PROBLEM DETAILS ▸
Give the entries again, word for word.

PROVIDED RECORDS ▸
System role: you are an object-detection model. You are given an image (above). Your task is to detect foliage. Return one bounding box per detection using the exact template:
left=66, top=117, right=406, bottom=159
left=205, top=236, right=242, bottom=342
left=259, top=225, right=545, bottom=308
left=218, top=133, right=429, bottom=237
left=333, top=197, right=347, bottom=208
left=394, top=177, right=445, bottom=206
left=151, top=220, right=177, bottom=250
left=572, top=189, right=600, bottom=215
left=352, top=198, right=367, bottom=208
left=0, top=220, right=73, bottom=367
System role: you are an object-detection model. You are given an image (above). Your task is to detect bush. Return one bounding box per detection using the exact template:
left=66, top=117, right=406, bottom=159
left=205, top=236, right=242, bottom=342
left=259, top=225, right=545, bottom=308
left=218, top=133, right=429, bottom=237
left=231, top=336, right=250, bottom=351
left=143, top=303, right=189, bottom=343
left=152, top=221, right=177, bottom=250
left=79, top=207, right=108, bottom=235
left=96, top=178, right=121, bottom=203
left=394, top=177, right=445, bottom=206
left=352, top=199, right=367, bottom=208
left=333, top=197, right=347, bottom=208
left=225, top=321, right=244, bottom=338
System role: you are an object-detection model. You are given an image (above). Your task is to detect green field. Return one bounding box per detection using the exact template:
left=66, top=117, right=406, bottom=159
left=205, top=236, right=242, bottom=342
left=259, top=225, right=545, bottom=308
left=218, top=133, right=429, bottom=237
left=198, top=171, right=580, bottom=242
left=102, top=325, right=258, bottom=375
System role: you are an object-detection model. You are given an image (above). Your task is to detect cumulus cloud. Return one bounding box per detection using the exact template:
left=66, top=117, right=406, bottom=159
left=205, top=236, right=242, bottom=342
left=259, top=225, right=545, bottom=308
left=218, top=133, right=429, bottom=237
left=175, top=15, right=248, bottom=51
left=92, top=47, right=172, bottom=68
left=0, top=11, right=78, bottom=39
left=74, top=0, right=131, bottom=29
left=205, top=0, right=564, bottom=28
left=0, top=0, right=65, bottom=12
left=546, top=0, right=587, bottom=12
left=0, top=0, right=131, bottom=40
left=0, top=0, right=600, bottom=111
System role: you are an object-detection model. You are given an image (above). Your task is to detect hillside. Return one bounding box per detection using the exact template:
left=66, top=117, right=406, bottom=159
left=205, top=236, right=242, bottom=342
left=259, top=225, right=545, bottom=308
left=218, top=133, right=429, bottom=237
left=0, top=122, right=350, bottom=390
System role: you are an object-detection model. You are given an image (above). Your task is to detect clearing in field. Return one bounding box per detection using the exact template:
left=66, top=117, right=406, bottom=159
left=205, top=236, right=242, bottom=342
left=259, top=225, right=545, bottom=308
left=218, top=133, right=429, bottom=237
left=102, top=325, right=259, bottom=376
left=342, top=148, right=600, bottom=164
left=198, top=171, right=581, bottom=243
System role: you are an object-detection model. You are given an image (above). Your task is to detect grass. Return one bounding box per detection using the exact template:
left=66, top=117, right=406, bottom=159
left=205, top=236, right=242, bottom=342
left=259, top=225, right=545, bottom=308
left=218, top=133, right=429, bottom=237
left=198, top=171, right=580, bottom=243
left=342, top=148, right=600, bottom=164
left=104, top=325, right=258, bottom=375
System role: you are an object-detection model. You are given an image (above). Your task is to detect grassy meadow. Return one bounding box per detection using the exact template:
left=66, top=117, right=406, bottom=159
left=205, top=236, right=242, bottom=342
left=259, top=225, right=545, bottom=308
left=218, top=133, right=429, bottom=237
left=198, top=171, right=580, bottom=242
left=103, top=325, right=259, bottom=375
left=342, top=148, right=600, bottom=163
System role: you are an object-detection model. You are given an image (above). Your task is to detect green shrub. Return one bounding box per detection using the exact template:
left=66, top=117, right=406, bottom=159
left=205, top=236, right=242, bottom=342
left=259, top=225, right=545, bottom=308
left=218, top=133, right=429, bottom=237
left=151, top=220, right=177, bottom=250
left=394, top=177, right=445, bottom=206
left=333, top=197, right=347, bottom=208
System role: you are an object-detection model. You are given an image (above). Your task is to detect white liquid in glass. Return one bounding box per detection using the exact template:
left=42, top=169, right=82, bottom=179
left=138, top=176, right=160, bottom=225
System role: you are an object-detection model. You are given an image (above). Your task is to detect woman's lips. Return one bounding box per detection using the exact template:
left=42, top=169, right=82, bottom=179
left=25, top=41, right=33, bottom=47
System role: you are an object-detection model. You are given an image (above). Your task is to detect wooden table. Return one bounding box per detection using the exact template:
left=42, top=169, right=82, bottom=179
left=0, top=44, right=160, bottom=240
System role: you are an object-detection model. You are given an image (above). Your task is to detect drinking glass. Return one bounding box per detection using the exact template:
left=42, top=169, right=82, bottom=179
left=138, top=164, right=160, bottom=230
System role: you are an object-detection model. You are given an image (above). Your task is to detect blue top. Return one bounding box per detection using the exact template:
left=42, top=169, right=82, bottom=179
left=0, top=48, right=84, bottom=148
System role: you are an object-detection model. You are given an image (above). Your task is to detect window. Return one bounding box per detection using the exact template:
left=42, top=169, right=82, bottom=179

TASK SOLUTION ▸
System role: you are an object-detection model. You are given an image (above). Your task is to detect foliage. Return one bounding box per detection using the exact template:
left=66, top=117, right=406, bottom=159
left=205, top=236, right=242, bottom=342
left=259, top=225, right=545, bottom=308
left=218, top=133, right=429, bottom=237
left=333, top=197, right=347, bottom=208
left=394, top=177, right=445, bottom=206
left=151, top=220, right=177, bottom=250
left=572, top=189, right=600, bottom=215
left=352, top=198, right=367, bottom=208
left=0, top=220, right=73, bottom=367
System role: you are an object-detection model. You are given an image (above). Your task is to detect bush. Return one bounding box per detection using the exact template:
left=66, top=117, right=406, bottom=159
left=205, top=236, right=242, bottom=342
left=259, top=225, right=545, bottom=308
left=218, top=133, right=429, bottom=237
left=231, top=336, right=250, bottom=351
left=143, top=303, right=189, bottom=343
left=152, top=221, right=177, bottom=250
left=79, top=207, right=108, bottom=235
left=96, top=178, right=121, bottom=203
left=394, top=177, right=445, bottom=206
left=352, top=199, right=367, bottom=208
left=333, top=197, right=347, bottom=208
left=225, top=321, right=244, bottom=338
System role: you are an object-detection model. You are given an image (above). Your task is to detect green field. Return one bounding box per detection using the exact template:
left=66, top=117, right=406, bottom=159
left=205, top=236, right=242, bottom=342
left=259, top=225, right=545, bottom=308
left=218, top=133, right=429, bottom=237
left=198, top=171, right=580, bottom=242
left=102, top=325, right=258, bottom=375
System role: you are an object-detection model. You are given an image (above). Your task is to detect cumulus cloud. Return one bounding box per detection using the exact template:
left=66, top=117, right=406, bottom=159
left=205, top=236, right=242, bottom=342
left=259, top=225, right=545, bottom=308
left=218, top=133, right=429, bottom=237
left=175, top=15, right=248, bottom=51
left=92, top=47, right=172, bottom=68
left=0, top=11, right=78, bottom=39
left=74, top=0, right=131, bottom=29
left=205, top=0, right=564, bottom=28
left=0, top=0, right=65, bottom=12
left=546, top=0, right=587, bottom=12
left=0, top=0, right=131, bottom=40
left=0, top=0, right=600, bottom=111
System role: you are an object-detection model. You are given an image (above). Your task is to detect hillside. Return one bounding box per detection using the exact template:
left=66, top=117, right=406, bottom=159
left=205, top=236, right=242, bottom=342
left=259, top=225, right=545, bottom=308
left=218, top=133, right=429, bottom=237
left=0, top=122, right=350, bottom=390
System role: you are an object-detection model. You are given an image (above). Your task is to detect clearing in field. Return one bounding box per detection using the exact template:
left=66, top=117, right=406, bottom=159
left=205, top=236, right=242, bottom=342
left=259, top=225, right=545, bottom=308
left=218, top=133, right=429, bottom=237
left=102, top=325, right=259, bottom=376
left=342, top=148, right=600, bottom=164
left=198, top=171, right=581, bottom=243
System role: you are an object-detection model. You are given an image (above). Your task is to detect grass. Return one bounding box per detection using the exact template:
left=66, top=117, right=406, bottom=159
left=205, top=236, right=242, bottom=342
left=259, top=225, right=545, bottom=308
left=218, top=133, right=429, bottom=237
left=198, top=171, right=580, bottom=243
left=342, top=148, right=600, bottom=164
left=104, top=325, right=258, bottom=375
System role: you are an object-detection model. You are given an image (above). Your task is to detect grassy meadow. Return one bounding box per detection using the exact template:
left=66, top=117, right=406, bottom=159
left=205, top=236, right=242, bottom=342
left=259, top=225, right=545, bottom=308
left=218, top=133, right=429, bottom=237
left=198, top=171, right=580, bottom=242
left=103, top=325, right=259, bottom=375
left=342, top=148, right=600, bottom=163
System role: you are an object-detection model. You are given an image (above). Your task is to detect green shrub. Return one bounding box per detection using the exact template:
left=66, top=117, right=406, bottom=159
left=205, top=236, right=242, bottom=342
left=259, top=225, right=545, bottom=308
left=218, top=133, right=429, bottom=237
left=151, top=220, right=177, bottom=250
left=394, top=177, right=445, bottom=206
left=333, top=197, right=347, bottom=208
System role: you are an object-detection model. You are given an image (above). Your task is to detect white liquid in glass. Return one bounding box per detection using the exact template:
left=42, top=169, right=82, bottom=179
left=138, top=176, right=160, bottom=225
System role: you are an object-detection model. You are given an image (above). Your task is to detect woman's lips. Return one bounding box per detection using the exact template:
left=42, top=169, right=82, bottom=179
left=25, top=41, right=33, bottom=47
System role: you are an object-detection model. You are given an image (above). Your task is to detect wooden table. Return one bounding box per detection using the exact template:
left=42, top=169, right=82, bottom=179
left=0, top=44, right=160, bottom=240
System role: you are an object-detection model. You are given an image (above). Your task is to detect drinking glass. Return one bounding box per detection using the exact template:
left=42, top=169, right=82, bottom=179
left=138, top=164, right=160, bottom=230
System role: you are an object-detection model. You are given an image (above). Your task is to detect blue top. Return one bounding box per detection using the exact template:
left=42, top=169, right=82, bottom=179
left=0, top=48, right=84, bottom=148
System role: you are an object-detection model. You are given an image (above). Your task is to detect window. Return one bounding box per detection using the exact template:
left=42, top=169, right=82, bottom=179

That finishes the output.